# TESTO PROPOSTO
----------------------------------------

Cat Sound Records – CSR 030909 – 2009
Manuel Trabucco: sax alto
Filippo Vignato: trombone
Frank Martino: chitarra, live electronics
Stefano Dallaporta: basso
Diego Pozzan: batteria
Ospiti in No one knows:
Roberto Manuzzi: sax soprano
Leo Carboni: tromba, cornetta
Glauco Benedetti: tuba
A rendere evidente una delle possibili chiavi di lettura di Embarassing days, disco di esordio del M.O.F. Quintet, è l’introduzione dell’ultima traccia del disco, vale a dire No one knows: il brano dei Queens of the stone age viene aperto da Black Bottom Stomp di Jelly Roll Morton, accentuata nei suoi movimenti dalla presenza di cornetta, soprano e tuba, a formare una piccola brass band. Nel tema di Morton si intersecano le note del brano dei Queens of the stone age come a voler mostrare in maniera lampante la voglia e la necessità di rapportarsi e utilizzare musiche provenienti da mondi diversi, da tutto il novecento e dalla modernità di questo primo decennio del duemila.
Le chiavi di contatto con il rock, soprattutto quello di annata, sono diverse; ad esempio, echi di Pink Floyd o degli Who si ritrovano in progressioni armoniche e suoni. SE è scontato ormai, affermare come nel percorso degli ultimi quarant’anni i jazzisti abbiano ripreso e interpretato temi, sonorità e metodologie provenienti dal rock, come da altri generi, è altrettanto naturale immaginare come musicisti che hanno men di trent’anni possano trovare ispirazione in campi differenti.
Embarassing Days è un disco di jazz moderno: senza pretendere di essere rivoluzionari, Trabucco, Vignato, Martino, Dallaporta e Pozzan portano nella loro cassetta degli attrezzi Josh Homme e Jelly Roll Morton, l’utilizzo delle tecnologie e le strutture del jazz, una gestione ritmica capace di accogliere swing e ritmi più aggressivi, il rispetto e l’ascolto per tutti i più influenti musicisti del novecento. A questo bagaglio ampio e variegato di strumenti si aggiunge una formazione concepita in modo, anche in questo caso, peculiare senza essere stravaganti: alto e trombone come sezione fiati, le armonie affidate alla chitarra e ai suoni prodotti da Martino e la ritmica affidata a basso elettrico e batteria.
Cinque musicisti giovani, originari di regioni diverse e convenuti a Bologna – altro elemento da notare, anche se, ancora una volta, non sorprendente. E’ ormai assodato come il jazz italiano stia creando, con questa nuova generazione e grazie ai ripetuti incontri offerti da seminari, workshop e concorsi, una scena nazionale ed è altrettanto chiaro come il DNA di un gruppo creatosi attraverso un processo simile sia intrinsecamente più variegato.

----------------------------------------

# DATI REGISTRATI
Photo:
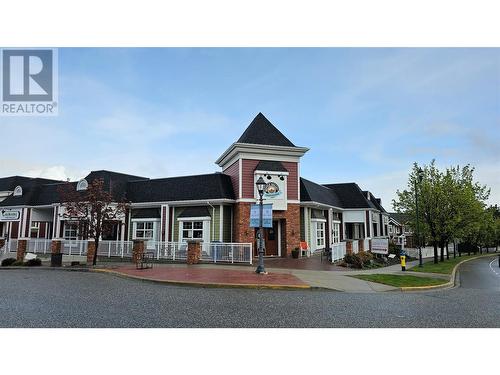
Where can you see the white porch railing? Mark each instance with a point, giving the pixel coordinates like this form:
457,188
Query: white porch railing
39,246
10,246
210,252
226,252
74,247
338,251
122,249
355,246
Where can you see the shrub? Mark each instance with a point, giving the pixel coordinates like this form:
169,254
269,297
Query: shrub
33,262
8,262
359,260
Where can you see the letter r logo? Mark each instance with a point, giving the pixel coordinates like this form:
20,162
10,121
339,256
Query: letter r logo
27,75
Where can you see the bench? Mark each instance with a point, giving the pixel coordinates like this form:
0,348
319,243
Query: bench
145,261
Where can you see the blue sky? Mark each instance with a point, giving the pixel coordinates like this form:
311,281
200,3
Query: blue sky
366,113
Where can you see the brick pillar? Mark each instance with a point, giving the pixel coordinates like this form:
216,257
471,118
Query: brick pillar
137,250
348,247
241,224
292,227
194,252
90,252
55,247
21,249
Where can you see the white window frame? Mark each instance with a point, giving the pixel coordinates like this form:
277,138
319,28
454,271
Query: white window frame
155,222
335,231
319,241
205,234
69,228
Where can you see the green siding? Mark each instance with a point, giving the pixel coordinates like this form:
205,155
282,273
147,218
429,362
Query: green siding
302,225
215,223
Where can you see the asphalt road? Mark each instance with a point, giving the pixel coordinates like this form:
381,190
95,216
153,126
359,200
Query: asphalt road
41,298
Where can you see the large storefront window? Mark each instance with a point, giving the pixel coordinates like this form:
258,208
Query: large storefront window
144,230
336,232
319,230
70,231
354,231
192,229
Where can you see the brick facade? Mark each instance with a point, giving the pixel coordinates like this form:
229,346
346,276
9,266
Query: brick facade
90,252
194,252
243,233
21,249
55,247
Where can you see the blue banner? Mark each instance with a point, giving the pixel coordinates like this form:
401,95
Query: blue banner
267,216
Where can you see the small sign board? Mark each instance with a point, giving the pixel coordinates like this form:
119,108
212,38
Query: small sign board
380,246
8,214
267,216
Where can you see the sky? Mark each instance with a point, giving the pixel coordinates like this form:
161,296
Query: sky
365,113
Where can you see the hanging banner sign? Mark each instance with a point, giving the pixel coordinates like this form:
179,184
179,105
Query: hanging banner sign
7,214
267,215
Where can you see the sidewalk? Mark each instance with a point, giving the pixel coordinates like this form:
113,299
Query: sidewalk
211,275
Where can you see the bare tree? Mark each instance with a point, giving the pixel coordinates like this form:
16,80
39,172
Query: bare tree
93,208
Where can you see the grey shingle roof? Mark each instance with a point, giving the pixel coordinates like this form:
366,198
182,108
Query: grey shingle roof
271,166
262,132
199,187
313,192
350,195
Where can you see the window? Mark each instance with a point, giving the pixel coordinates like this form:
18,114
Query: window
336,232
320,234
192,229
18,191
82,185
144,230
70,231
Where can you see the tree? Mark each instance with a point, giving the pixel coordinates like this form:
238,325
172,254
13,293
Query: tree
429,195
93,208
451,205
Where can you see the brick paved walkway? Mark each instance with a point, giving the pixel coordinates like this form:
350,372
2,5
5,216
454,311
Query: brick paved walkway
213,276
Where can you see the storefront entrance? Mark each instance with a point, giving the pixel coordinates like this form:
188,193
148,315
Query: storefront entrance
272,240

----------------------------------------

# CONSEGNA
Nel testo su Embarassing Days, quale brano di Jelly Roll Morton apre No one knows?

# RISPOSTA SCRITTA
Black Bottom Stomp.